• _WHAT IS REQUIRED_:
In the entries that follow, locate the line with "Practice. For this step, pick out the forest", then restate that line and all later lines exactly as they appear, leaving pictures out.

• _DATASET RECORDS_:
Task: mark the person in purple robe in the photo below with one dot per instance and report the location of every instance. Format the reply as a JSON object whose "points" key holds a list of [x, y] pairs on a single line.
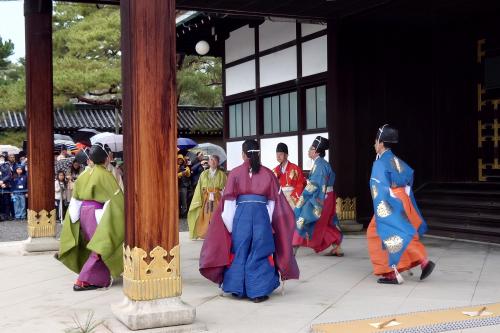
{"points": [[248, 245]]}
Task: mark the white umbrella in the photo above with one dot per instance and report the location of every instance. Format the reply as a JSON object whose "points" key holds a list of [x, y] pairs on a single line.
{"points": [[9, 149], [114, 141], [210, 149], [70, 145], [62, 137]]}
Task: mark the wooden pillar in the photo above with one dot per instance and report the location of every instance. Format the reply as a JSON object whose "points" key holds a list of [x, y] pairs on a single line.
{"points": [[151, 279], [341, 130], [40, 119], [150, 139]]}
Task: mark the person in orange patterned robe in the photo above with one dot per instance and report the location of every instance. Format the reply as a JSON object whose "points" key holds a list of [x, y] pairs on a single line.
{"points": [[290, 176]]}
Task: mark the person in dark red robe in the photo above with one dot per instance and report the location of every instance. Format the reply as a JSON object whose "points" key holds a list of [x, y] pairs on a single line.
{"points": [[248, 245], [290, 176]]}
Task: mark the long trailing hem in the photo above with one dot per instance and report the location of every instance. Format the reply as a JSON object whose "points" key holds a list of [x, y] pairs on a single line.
{"points": [[325, 232], [414, 253]]}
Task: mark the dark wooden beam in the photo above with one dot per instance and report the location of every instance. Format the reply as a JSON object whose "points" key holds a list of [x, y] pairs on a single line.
{"points": [[39, 106]]}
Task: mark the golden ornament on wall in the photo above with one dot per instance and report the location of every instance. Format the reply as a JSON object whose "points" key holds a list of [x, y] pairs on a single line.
{"points": [[42, 224]]}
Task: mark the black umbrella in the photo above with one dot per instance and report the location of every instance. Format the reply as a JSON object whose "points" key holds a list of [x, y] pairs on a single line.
{"points": [[84, 134], [63, 165]]}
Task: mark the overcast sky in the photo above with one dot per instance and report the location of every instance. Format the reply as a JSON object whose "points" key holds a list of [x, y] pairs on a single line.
{"points": [[12, 25]]}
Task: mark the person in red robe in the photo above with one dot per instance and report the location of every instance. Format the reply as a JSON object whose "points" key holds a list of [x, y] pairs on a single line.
{"points": [[290, 176], [248, 245]]}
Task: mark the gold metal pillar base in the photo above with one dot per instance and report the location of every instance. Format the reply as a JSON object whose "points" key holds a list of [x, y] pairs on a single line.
{"points": [[42, 224], [346, 208], [157, 279], [346, 213]]}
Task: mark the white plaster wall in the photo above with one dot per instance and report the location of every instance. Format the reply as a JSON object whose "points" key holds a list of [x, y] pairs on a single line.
{"points": [[307, 141], [276, 33], [278, 67], [307, 29], [240, 78], [268, 150], [233, 151], [314, 56], [240, 44]]}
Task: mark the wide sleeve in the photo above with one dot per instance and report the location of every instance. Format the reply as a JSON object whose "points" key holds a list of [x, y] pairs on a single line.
{"points": [[394, 232], [300, 184]]}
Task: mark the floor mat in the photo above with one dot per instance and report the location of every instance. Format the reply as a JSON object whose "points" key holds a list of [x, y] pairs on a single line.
{"points": [[419, 322]]}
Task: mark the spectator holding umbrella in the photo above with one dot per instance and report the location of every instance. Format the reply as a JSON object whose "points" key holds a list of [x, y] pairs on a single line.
{"points": [[206, 198], [5, 176], [60, 194], [71, 175], [184, 178], [63, 154], [19, 185], [197, 169]]}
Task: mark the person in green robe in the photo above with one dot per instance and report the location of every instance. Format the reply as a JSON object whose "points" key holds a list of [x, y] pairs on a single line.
{"points": [[206, 198], [93, 232]]}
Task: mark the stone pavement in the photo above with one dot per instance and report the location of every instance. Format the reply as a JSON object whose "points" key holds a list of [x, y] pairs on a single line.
{"points": [[36, 294]]}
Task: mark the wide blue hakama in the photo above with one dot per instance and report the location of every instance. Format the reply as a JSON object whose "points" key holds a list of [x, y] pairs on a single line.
{"points": [[252, 272]]}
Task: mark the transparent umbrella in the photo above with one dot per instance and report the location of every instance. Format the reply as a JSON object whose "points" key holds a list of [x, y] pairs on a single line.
{"points": [[9, 149], [114, 141], [210, 149]]}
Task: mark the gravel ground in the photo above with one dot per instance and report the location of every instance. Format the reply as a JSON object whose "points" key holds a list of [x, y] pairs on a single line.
{"points": [[17, 230]]}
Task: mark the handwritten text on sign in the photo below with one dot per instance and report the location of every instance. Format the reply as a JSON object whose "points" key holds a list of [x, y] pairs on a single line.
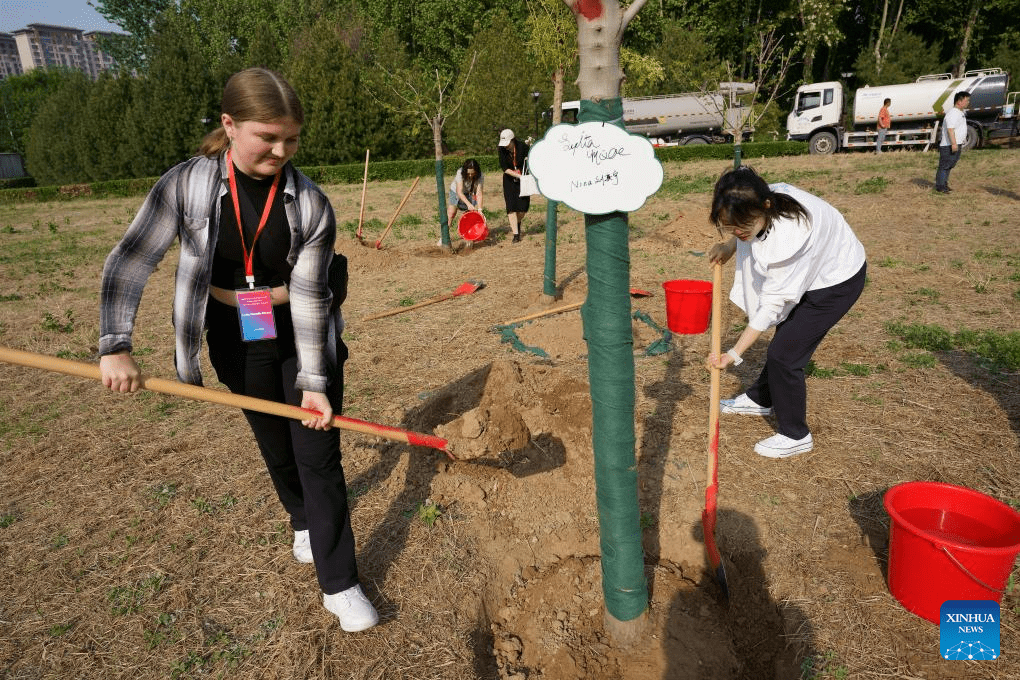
{"points": [[596, 168]]}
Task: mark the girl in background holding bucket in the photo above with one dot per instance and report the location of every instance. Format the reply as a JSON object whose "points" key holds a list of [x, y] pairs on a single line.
{"points": [[282, 261], [800, 268], [465, 190]]}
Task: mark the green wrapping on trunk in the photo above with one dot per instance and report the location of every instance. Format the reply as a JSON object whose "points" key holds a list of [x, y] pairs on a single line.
{"points": [[609, 334], [549, 284], [441, 192]]}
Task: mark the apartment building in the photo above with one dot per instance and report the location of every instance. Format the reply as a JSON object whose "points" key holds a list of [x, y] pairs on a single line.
{"points": [[10, 64], [45, 46]]}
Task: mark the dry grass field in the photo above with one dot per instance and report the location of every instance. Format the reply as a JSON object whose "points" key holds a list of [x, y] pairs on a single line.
{"points": [[140, 535]]}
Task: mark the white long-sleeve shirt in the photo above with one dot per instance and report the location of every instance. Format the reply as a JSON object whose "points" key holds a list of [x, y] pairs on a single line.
{"points": [[773, 273]]}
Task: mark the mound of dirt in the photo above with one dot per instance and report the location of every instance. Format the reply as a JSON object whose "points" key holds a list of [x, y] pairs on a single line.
{"points": [[525, 440]]}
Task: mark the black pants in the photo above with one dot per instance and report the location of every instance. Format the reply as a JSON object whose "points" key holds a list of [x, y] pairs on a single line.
{"points": [[781, 384], [304, 464], [947, 161]]}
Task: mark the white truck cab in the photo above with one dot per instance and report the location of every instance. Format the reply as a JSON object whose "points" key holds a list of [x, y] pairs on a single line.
{"points": [[817, 110]]}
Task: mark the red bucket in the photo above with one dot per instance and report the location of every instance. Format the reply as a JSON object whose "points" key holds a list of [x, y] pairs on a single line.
{"points": [[689, 306], [948, 542], [472, 226]]}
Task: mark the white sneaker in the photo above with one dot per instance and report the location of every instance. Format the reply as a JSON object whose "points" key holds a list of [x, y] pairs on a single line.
{"points": [[743, 405], [353, 609], [780, 446], [302, 547]]}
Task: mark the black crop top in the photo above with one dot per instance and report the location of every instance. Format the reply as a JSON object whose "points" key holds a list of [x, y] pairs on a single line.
{"points": [[269, 262]]}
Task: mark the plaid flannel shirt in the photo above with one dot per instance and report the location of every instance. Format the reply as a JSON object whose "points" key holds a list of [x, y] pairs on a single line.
{"points": [[184, 205]]}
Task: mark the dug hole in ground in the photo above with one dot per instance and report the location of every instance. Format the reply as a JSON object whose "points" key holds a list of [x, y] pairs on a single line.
{"points": [[142, 536]]}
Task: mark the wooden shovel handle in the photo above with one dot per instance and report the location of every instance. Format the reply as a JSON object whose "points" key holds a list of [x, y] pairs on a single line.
{"points": [[713, 411], [391, 312], [364, 186], [548, 312], [177, 388], [378, 244]]}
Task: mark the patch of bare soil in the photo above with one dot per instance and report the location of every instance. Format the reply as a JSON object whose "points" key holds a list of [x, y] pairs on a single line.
{"points": [[141, 537]]}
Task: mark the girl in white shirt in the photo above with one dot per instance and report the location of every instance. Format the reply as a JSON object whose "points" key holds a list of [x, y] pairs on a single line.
{"points": [[800, 268]]}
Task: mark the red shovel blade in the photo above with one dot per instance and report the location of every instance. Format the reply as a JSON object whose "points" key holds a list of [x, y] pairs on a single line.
{"points": [[467, 288]]}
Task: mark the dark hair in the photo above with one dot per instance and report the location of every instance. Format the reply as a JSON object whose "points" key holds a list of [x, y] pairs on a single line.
{"points": [[741, 197], [470, 185], [254, 94]]}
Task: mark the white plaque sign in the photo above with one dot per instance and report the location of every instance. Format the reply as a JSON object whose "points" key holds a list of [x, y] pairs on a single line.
{"points": [[596, 168]]}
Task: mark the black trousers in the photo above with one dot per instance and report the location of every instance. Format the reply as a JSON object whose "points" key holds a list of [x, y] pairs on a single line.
{"points": [[304, 464], [781, 384]]}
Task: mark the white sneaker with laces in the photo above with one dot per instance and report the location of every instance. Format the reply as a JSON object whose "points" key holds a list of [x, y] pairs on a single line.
{"points": [[302, 547], [780, 446], [353, 609], [743, 405]]}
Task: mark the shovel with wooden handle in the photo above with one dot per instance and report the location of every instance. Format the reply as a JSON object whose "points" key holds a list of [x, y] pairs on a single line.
{"points": [[177, 388], [712, 482], [464, 289], [378, 244]]}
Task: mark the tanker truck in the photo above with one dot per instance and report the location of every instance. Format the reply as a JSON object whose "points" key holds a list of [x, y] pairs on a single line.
{"points": [[916, 112], [697, 117]]}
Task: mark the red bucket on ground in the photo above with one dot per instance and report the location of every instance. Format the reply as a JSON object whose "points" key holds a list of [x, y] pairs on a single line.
{"points": [[472, 226], [689, 306], [948, 542]]}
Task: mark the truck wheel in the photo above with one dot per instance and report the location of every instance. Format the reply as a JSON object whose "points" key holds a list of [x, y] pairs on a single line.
{"points": [[973, 138], [822, 144]]}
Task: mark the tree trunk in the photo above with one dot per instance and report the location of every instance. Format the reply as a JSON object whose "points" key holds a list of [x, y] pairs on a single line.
{"points": [[549, 275], [968, 31], [878, 40], [606, 317], [600, 31], [809, 63], [437, 124]]}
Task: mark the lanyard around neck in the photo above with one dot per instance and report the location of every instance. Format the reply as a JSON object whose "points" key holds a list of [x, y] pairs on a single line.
{"points": [[250, 254]]}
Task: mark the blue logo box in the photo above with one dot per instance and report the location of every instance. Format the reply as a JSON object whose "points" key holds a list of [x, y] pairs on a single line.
{"points": [[968, 630]]}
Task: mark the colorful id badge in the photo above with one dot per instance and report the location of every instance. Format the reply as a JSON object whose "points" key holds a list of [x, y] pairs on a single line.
{"points": [[255, 313]]}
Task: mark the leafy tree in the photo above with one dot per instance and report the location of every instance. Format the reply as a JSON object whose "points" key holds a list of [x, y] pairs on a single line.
{"points": [[819, 25], [329, 67], [177, 101], [500, 94], [907, 58], [52, 155], [689, 63], [100, 126], [1007, 55], [431, 94], [20, 99], [138, 18], [552, 42]]}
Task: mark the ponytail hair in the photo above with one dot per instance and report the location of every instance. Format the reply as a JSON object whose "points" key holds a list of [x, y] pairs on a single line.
{"points": [[742, 197], [254, 94]]}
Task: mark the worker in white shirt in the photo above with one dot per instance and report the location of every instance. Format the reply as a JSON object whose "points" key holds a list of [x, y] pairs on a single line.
{"points": [[954, 135], [800, 268]]}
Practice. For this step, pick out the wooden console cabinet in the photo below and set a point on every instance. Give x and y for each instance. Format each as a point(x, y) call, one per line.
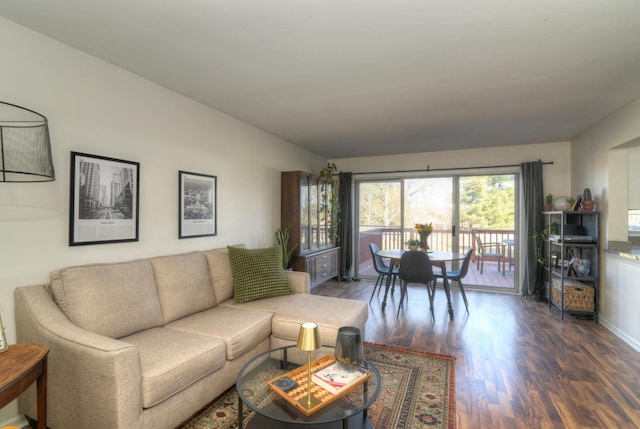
point(306, 206)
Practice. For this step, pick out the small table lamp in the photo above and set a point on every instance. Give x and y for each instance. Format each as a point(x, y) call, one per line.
point(308, 341)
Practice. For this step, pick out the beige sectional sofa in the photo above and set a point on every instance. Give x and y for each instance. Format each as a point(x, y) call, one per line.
point(147, 343)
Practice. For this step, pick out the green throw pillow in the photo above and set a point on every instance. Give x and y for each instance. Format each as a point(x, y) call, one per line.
point(257, 273)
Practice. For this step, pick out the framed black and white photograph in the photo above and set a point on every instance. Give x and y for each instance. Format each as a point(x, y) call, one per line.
point(104, 200)
point(3, 339)
point(198, 208)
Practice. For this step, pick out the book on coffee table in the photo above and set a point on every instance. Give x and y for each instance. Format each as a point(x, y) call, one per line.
point(299, 376)
point(334, 379)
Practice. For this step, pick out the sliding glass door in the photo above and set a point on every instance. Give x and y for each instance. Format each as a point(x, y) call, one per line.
point(464, 211)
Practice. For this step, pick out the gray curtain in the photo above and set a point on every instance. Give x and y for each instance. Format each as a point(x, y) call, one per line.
point(345, 225)
point(533, 223)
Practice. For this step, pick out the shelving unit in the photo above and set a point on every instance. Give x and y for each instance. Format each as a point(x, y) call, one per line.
point(306, 206)
point(572, 252)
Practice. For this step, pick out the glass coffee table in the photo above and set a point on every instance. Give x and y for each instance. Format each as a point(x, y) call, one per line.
point(273, 411)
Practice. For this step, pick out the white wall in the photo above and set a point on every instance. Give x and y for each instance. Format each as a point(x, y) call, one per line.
point(595, 165)
point(97, 108)
point(557, 177)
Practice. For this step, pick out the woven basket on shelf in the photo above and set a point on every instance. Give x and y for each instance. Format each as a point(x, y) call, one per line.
point(577, 296)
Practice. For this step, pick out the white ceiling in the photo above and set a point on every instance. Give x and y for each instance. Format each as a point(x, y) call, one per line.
point(347, 78)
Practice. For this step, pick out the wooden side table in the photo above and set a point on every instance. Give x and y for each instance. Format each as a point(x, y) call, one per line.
point(20, 366)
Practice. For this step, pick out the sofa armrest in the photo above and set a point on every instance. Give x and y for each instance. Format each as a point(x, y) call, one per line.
point(93, 381)
point(299, 281)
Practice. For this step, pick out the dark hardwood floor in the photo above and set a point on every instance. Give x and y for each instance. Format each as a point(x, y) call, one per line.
point(517, 364)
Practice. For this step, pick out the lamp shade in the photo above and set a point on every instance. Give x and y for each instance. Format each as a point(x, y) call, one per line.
point(309, 337)
point(25, 149)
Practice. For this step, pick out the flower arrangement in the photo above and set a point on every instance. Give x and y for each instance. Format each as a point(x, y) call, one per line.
point(413, 243)
point(425, 231)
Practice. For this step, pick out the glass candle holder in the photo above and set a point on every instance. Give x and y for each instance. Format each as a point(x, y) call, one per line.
point(349, 352)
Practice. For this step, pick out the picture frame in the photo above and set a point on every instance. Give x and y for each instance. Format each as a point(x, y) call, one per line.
point(104, 200)
point(576, 205)
point(3, 339)
point(197, 201)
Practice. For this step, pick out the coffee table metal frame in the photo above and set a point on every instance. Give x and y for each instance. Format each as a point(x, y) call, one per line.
point(253, 391)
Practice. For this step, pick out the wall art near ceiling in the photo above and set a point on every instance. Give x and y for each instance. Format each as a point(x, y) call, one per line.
point(104, 200)
point(198, 208)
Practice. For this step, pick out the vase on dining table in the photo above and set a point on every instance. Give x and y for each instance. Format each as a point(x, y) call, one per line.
point(423, 242)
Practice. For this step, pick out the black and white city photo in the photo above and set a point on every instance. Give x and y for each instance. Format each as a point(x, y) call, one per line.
point(197, 200)
point(104, 200)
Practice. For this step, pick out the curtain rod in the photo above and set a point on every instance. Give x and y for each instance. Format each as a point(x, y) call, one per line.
point(448, 169)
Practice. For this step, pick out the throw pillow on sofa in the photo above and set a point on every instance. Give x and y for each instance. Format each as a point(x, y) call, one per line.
point(257, 273)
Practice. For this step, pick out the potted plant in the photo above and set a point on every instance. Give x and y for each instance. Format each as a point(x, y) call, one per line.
point(327, 172)
point(282, 238)
point(587, 201)
point(413, 244)
point(540, 238)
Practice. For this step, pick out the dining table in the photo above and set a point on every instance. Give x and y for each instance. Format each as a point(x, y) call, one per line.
point(437, 257)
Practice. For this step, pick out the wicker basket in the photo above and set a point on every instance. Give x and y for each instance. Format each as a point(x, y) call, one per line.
point(577, 296)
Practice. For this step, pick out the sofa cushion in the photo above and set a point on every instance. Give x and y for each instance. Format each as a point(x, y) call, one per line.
point(240, 329)
point(291, 311)
point(109, 299)
point(172, 360)
point(257, 274)
point(184, 284)
point(220, 271)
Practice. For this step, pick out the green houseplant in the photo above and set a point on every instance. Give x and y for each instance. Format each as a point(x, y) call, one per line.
point(282, 238)
point(327, 172)
point(587, 200)
point(570, 203)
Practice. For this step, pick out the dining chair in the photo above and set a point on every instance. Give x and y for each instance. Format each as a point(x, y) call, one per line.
point(382, 269)
point(488, 250)
point(457, 275)
point(415, 267)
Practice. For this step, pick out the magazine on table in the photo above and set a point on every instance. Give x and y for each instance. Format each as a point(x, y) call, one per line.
point(333, 379)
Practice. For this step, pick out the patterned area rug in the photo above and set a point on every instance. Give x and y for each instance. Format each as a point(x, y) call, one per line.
point(418, 391)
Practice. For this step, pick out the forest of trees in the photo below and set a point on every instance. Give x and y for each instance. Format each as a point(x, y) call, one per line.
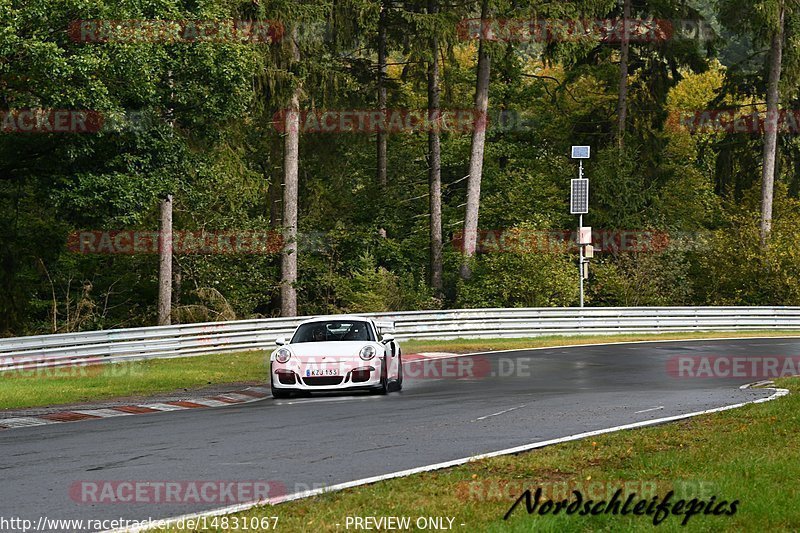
point(252, 133)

• _RESPONSE AREA_:
Practice. For this step, pick out the forest of trees in the photo below and set a point on every instance. Give x and y for each instance. Format each as a point(x, y) call, one per line.
point(252, 133)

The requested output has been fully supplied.